### TEXTO FORNECIDO
'''

TETZAVÊ

Posted on fevereiro 17, 2016

TETZAVÊ

Inspiração e Transpiração

Uma parceria da Sinagoga Edmond J. Safra – Ipanema com o escritório do Rabino Jonathan Sacks (The Office of Rabbi Sacks)

FBeethoven levantava-se todas as manhãs ao alvorecer e fazia seu próprio café. Ele era exigente com isso: cada medida do recipiente tinha de conter exatamente sessenta grãos, que ele contava a cada vez. Após isso ele sentava-se à sua mesa e ficava compondo até 14:00 ou 15:00. Então ele saía para uma longa caminhada, levando com ele um lápis e algumas folhas de papel de música para gravar todas as ideias que lhe vinham à cabeça no caminho. Toda noite, depois do jantar, ele tomava uma cerveja, fumava um cachimbo, e ia para a cama cedo às 22:00 h o mais tardar.Anthony Trollope, por ter um emprego nos Correios durante o dia, pagava alguém para acordá-lo todos os dias às 5:00, e às 5:30 estava em sua mesa e escrevia por exatamente três horas, trabalhando contra o tempo para produzir 250 palavras a cada quinze minutos. Dessa forma ele escreveu 47 romances, muitos deles em três longos volumes, bem como 16 outros livros. Se ele terminasse um romance antes das três horas do dia, ele imediatamente pegava um novo pedaço de papel e começava o próximo.
Immanuel Kant, o mais brilhante filósofo dos tempos modernos, era famoso por sua rotina. Conforme disse Heinrich Heine, “Levantar-se, tomar café, escrever, dar uma palestra, comer, dar uma caminhada, tudo tinha o seu tempo estipulado, e os vizinhos sabiam precisamente que eram 15:30 h quando Kant dava um passo para fora de sua porta com o casaco cinza e a sua bengala espanhola nas mãos”.
Esses detalhes, bem como mais de 150 outros exemplos extraídos dos grandes filósofos, artistas, compositores e escritores, vem de um livro de Mason Currey intitulado Rituais Diários: Como grandes mentes encontram tempo, inspiram-se e começam a trabalhar (1). O objetivo do livro é simples. A maioria das pessoas criativas têm rituais diários, os quais formam o solo no qual as sementes das suas invenções crescem.
Em alguns casos, eles deliberadamente pegavam trabalhos que não precisavam fazer, simplesmente para estabelecer estrutura e rotina em suas vidas. Um exemplo típico foi o poeta Wallace Stevens, que assumiu um trabalho como advogado de seguro, no Hartford Accident and e Indemnity Company, onde trabalhou até sua morte. Ele disse que ter um emprego foi uma das melhores coisas que poderia acontecer a ele porque “introduziu disciplina e regularidade em sua vida”.
Observe o paradoxo. Todos eles foram inovadores, pioneiros, que formularam novas ideias, originaram novas formas de expressão, fizeram coisas que ninguém havia feito antes daquela forma específica. Eles quebraram o molde. Eles mudaram a paisagem. Eles se aventuraram no desconhecido.

'''

### DADOS DE ORIGEM

'''

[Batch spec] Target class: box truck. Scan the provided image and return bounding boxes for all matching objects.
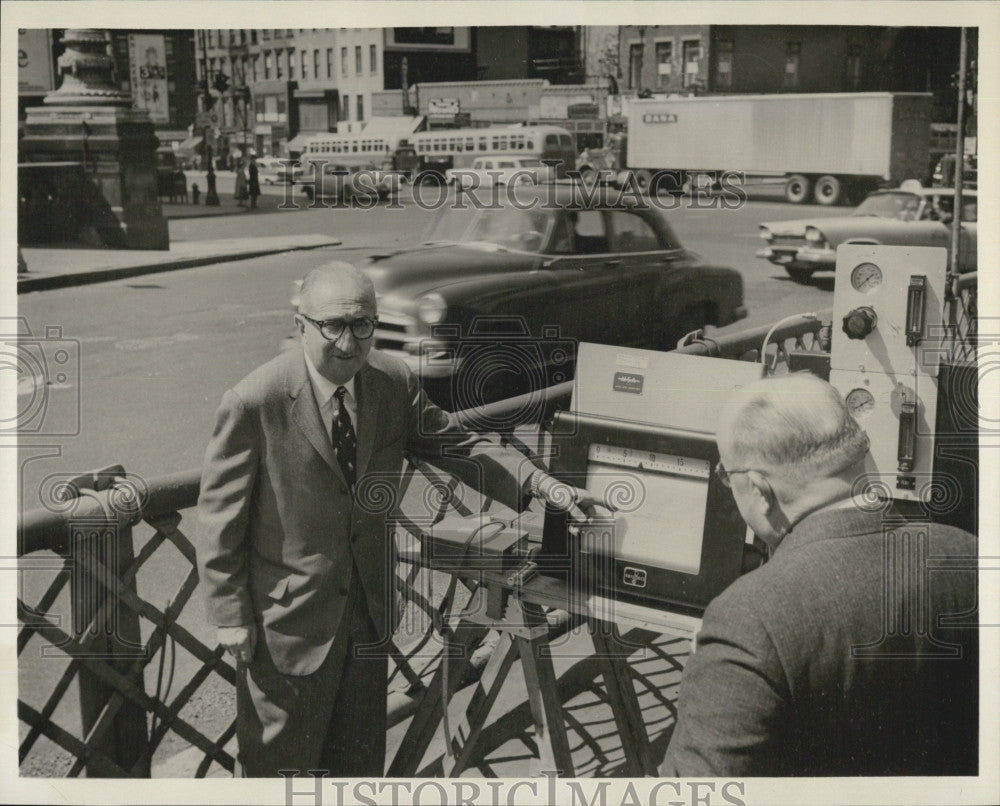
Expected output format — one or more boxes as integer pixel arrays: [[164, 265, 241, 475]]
[[577, 92, 931, 205]]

'''

### TAREFA
Diga se cada afirmação a seguir está de acordo com o texto sobre as rotinas de pessoas criativas, respondendo sim ou não e citando literalmente as palavras do texto que decidem a questão: (a) Anthony Trollope escreveu 47 romances. (b) Os vizinhos de Kant sabiam que eram 15:00 h quando ele saía de casa. (c) Wallace Stevens trabalhou como advogado de seguro até morrer. Responda com base somente no texto, sem recorrer ao material.

### RESPOSTA ESCRITA
(a) Sim: "Dessa forma ele escreveu 47 romances".
(b) Não: "os vizinhos sabiam precisamente que eram 15:30 h quando Kant dava um passo para fora de sua porta".
(c) Sim: "assumiu um trabalho como advogado de seguro, no Hartford Accident and e Indemnity Company, onde trabalhou até sua morte".